DOCUMENT SECTION:
▼

Citation : 2015 Latest Caselaw 2749 Del
Judgement Date : 7 April, 2015

Delhi High Court
Sharanjit Singh vs Indian Overseas Bank And Ors on 7 April, 2015
$~20
*      IN THE HIGH COURT OF DELHI AT NEW DELHI

                                                   Decided on 7th April, 2015
+      W.P.(C) 5206/2014 & C.M. No.10358/2014
       SHARANJIT SINGH                              ..... Petitioner
                        Through: Mr.Rajiv Mehra, Sr.Adv. with
                                   Mr.Arvind Shasan, Adv.

                          versus

       INDIAN OVERSEAS BANK AND ORS          ..... Respondents

Through: Mr.Karan Khanna and Ms. Asmita Kumar, Advs.

CORAM:

HON'BLE MR. JUSTICE S. RAVINDRA BHAT HON'BLE MR. JUSTICE R.K.GAUBA

MR. JUSTICE S. RAVINDRA BHAT (OPEN COURT) %

1. The petitioner is aggrieved by the order of the Debts Recovery Appellate Tribunal (DRAT) dated 30.05.2014 dismissing his appeal by confirming the order of DRT dated 19.09.2013 in T.M.A.No.01/2006. The writ petitioner had sought the setting aside of a final order dated 03.03.1997 whereby the first respondent bank's (hereinafter called as "IOB") application and mortgage claim was decreed.

2. The facts necessary for the purpose of disputes of the petitioner are that the petitioner was owner of 50% share of S-455, GK-I (hereinafter called as "suit property") which was jointly purchased with one Sh. Jai Narain Seth. In terms of the registered sale deed dated 05.02.1966 the said Sh. Seth originally owned the entire property but by the said sale deed

WP(C)5206/2014 Page 1 conveyed 50% share to the petitioner. On 21.01.1989 the petitioner entered into an agreement to sell the property to one Sh.Rajesh Khurana and sought permission of the competent authority and under Chapter XX(c), the registered sale deed was executed in favour of Sh.Rajesh Khurana vendee on 09.06.1989. In the meanwhile, a fact unbeknown to the petitioner, the suit property was ostensibly mortgaged by deposit of title deed with IOB. Concurrently, in July 1989 certain guarantees were allegedly executed by the petitioner. The IOB contended that the petitioner was guarantor and secured the property in favour of the borrower - M/s General Auto Springs and its partner Rupender Singh - represented here as respondent Nos. 2 & 3 (hereinafter collectively referred as "borrowers"). The petitioner was served with the legal notice dated 15.02.1994, inter alia, when the IOB noticed the default in the repayment of dues by the borrowers. It is not in dispute that the petitioner denied having borrowed the amounts and responded accordingly by reply dated 07.04.1994. The IOB thereafter instituted proceedings in this Court claiming a decree for the outstanding amount. With the enactment of the Recovery of Debts Due to Banks and Financial Institutions Act, 1993 the suit filed before this Court stood transferred to DRT. The DRT apparently issued notice to the concerned parties and thereafter issued the final order/mortgage decree on 03.03.1997. Concededly, the said decree is ex parte. When the bank attempted to execute the recovery certificate, notice was served upon the petitioner in March, 2001. He alleges that he became aware of the adverse order and filed an application on 04.04.2001 seeking for an order to set aside the ex parte decree in terms of Order 9 Rule 13 Code of Civil Procedure (CPC). This application remained pending before the DRT for a considerably long time

WP(C)5206/2014 Page 2 and eventually on 19.09.2013 it was dismissed.

▲

WHAT YOU WILL DO:
1. Set down the court judgment word for word from "Decided on 7th" to "Asmita Kumar, Advs.".
2. According to the court judgment, on what date did the petitioner file the application to set aside the ex parte decree?

Rows from a pointing dataset:
▼

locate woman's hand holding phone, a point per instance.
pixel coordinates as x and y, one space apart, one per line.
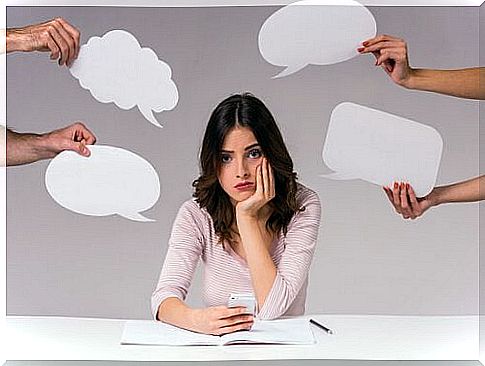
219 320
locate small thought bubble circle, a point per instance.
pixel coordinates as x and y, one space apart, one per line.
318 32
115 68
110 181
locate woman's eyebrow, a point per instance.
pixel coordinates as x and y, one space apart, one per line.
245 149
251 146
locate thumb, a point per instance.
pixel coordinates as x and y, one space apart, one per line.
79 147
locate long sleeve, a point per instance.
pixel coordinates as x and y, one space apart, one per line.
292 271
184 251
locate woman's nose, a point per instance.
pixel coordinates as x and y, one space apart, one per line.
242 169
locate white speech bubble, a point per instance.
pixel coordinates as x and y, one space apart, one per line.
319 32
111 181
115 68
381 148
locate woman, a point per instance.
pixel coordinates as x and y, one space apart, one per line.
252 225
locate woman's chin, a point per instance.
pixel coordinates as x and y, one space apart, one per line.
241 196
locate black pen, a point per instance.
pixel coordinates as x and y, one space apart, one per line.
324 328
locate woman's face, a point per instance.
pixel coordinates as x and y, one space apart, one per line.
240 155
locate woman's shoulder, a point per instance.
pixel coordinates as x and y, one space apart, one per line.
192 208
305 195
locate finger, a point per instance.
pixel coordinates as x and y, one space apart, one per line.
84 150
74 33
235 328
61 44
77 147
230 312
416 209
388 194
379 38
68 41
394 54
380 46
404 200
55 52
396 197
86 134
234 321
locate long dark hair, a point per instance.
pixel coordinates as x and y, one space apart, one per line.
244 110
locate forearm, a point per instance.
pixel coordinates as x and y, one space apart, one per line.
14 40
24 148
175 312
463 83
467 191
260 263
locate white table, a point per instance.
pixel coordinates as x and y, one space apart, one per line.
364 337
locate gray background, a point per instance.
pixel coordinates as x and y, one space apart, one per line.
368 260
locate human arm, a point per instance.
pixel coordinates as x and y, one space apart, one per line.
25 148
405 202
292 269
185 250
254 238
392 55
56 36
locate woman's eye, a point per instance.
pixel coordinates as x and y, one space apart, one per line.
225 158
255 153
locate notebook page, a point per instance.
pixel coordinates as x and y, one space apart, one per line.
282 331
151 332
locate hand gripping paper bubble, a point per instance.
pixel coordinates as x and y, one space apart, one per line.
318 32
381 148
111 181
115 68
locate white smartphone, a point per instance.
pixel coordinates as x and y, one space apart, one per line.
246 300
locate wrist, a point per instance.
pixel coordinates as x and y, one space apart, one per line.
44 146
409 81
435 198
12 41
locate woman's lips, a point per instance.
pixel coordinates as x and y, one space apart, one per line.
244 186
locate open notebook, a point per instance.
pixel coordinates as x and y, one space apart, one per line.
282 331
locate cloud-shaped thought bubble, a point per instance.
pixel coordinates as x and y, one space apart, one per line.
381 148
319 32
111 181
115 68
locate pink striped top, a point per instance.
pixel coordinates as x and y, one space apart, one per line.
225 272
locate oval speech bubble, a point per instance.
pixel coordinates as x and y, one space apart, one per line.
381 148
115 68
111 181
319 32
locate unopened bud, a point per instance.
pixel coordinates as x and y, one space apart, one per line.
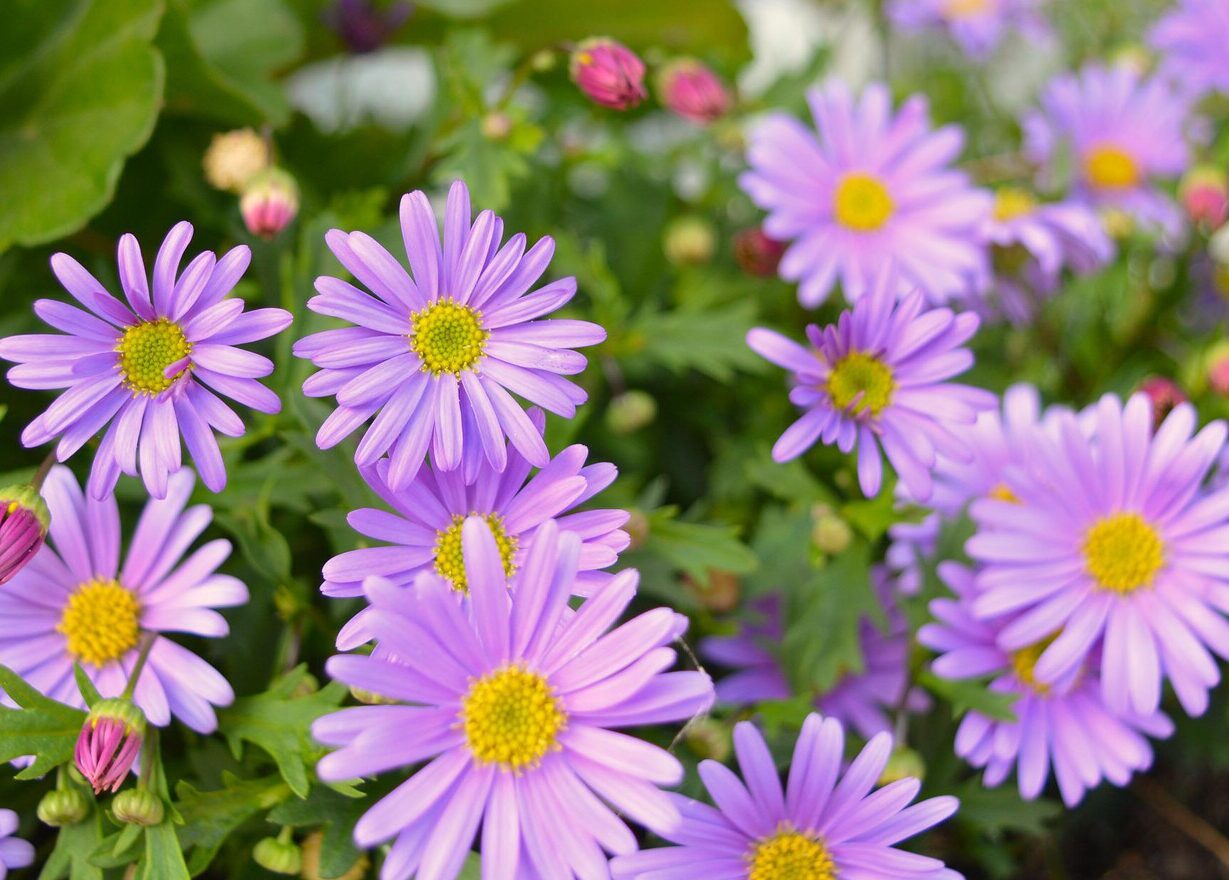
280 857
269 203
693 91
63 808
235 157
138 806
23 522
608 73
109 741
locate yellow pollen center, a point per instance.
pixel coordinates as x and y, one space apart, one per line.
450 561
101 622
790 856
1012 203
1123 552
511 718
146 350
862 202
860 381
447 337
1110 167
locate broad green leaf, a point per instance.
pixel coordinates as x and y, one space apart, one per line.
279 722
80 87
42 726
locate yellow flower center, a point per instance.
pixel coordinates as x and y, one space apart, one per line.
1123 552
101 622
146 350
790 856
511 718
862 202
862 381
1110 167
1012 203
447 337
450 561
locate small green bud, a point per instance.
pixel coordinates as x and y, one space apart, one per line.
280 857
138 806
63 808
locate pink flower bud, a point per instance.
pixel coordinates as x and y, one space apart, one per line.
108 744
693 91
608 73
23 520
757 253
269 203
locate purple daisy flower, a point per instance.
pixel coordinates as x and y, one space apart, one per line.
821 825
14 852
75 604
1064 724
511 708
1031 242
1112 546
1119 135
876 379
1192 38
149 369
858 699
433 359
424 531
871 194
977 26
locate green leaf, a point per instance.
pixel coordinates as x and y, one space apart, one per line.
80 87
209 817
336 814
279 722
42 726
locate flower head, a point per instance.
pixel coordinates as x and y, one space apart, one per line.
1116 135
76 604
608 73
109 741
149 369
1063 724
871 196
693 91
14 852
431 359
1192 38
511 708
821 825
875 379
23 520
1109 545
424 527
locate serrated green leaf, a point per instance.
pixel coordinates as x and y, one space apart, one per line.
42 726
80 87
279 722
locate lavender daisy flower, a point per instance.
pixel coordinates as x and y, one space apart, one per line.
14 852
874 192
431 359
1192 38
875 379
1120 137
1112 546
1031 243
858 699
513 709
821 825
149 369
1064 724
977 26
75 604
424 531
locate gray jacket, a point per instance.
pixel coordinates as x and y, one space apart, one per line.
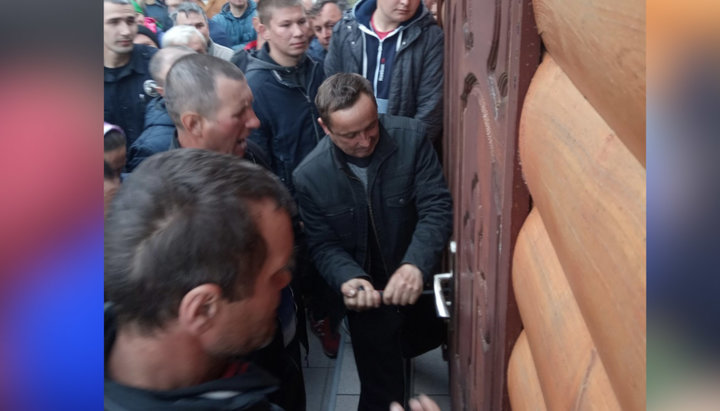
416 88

▲
▼

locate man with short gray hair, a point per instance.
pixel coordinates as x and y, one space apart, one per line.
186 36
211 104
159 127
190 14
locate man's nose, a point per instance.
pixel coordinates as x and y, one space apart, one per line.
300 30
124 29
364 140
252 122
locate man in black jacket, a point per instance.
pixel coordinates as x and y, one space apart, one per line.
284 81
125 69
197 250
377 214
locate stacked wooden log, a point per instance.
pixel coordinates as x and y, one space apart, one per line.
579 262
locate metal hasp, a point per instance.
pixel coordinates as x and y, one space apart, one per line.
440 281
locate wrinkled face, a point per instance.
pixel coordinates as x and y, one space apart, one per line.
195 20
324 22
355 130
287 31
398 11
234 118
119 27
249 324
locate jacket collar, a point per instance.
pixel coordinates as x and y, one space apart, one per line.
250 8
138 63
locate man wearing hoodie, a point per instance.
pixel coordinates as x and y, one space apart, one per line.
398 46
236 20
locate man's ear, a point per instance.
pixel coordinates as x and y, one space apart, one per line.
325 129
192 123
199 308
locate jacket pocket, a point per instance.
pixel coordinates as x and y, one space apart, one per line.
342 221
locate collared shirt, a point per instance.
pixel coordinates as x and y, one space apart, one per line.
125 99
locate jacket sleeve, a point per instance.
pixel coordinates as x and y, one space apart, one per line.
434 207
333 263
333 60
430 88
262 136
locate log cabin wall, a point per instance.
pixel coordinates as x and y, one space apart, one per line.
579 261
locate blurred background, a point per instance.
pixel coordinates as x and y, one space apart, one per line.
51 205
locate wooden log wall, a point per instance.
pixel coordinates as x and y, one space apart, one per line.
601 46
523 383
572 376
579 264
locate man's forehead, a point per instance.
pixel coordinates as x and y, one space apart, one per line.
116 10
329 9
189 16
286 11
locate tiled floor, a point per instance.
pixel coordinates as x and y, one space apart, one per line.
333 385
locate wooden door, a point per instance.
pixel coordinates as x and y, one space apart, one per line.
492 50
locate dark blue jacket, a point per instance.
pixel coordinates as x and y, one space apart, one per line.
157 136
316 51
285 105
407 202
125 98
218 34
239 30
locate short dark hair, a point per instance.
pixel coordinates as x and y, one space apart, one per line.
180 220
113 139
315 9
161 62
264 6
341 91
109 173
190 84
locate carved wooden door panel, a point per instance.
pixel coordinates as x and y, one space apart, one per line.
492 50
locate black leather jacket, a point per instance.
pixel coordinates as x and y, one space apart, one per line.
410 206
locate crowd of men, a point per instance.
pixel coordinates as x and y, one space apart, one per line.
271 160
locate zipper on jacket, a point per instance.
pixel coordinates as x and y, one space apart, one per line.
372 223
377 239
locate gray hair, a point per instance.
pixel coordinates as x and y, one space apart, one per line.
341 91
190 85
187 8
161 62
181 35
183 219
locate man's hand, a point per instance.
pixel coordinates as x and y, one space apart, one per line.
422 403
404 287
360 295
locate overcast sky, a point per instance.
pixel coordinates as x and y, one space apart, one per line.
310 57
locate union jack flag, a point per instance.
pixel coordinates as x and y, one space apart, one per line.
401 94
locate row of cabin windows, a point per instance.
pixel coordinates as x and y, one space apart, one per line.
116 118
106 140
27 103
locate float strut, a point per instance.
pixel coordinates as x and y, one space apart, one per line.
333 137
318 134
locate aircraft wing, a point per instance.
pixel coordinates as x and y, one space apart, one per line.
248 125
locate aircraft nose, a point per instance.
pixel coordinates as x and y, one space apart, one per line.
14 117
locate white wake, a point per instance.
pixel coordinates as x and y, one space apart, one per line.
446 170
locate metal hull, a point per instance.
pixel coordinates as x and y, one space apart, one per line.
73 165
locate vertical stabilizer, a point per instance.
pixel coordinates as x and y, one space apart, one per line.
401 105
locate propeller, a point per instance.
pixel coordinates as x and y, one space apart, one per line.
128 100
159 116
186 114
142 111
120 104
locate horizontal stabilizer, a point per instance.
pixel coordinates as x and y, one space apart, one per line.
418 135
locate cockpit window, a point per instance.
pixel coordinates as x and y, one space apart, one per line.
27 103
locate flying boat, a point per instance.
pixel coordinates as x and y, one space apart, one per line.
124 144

▲
▼

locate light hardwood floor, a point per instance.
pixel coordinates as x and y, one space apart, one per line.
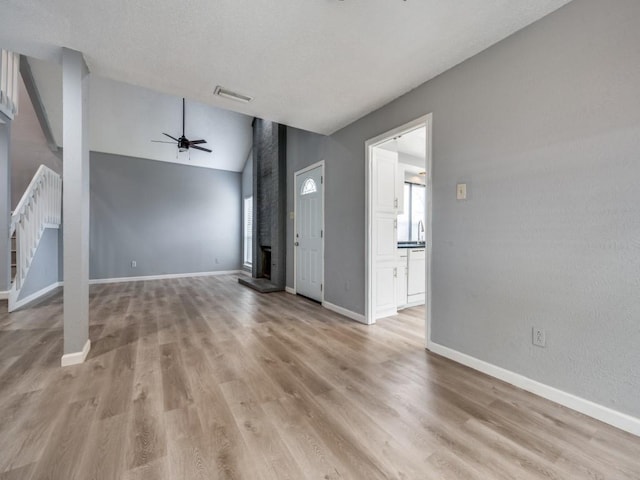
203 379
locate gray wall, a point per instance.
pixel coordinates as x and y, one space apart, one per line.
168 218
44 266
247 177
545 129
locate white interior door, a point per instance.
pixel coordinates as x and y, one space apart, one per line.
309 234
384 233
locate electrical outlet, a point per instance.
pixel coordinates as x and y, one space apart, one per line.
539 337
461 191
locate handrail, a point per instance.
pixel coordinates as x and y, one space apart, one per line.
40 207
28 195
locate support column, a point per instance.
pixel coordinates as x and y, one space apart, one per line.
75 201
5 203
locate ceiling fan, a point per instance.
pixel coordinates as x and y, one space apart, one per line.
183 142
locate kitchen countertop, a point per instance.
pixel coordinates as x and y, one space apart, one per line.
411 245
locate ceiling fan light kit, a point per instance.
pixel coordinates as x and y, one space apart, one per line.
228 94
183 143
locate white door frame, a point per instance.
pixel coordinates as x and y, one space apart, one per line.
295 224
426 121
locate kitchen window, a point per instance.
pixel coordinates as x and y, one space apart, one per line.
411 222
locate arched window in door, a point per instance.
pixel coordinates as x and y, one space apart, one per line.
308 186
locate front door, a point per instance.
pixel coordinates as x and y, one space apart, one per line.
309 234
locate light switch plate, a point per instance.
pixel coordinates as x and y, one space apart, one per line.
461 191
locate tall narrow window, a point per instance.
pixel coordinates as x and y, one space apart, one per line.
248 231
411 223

▲

ANSWERS IN ORDER:
1.
Decided on 7th April, 2015
+      W.P.(C) 5206/2014 & C.M. No.10358/2014
       SHARANJIT SINGH                              ..... Petitioner
                        Through: Mr.Rajiv Mehra, Sr.Adv. with
                                   Mr.Arvind Shasan, Adv.

                          versus

       INDIAN OVERSEAS BANK AND ORS          ..... Respondents

Through: Mr.Karan Khanna and Ms. Asmita Kumar, Advs.

2. 04.04.2001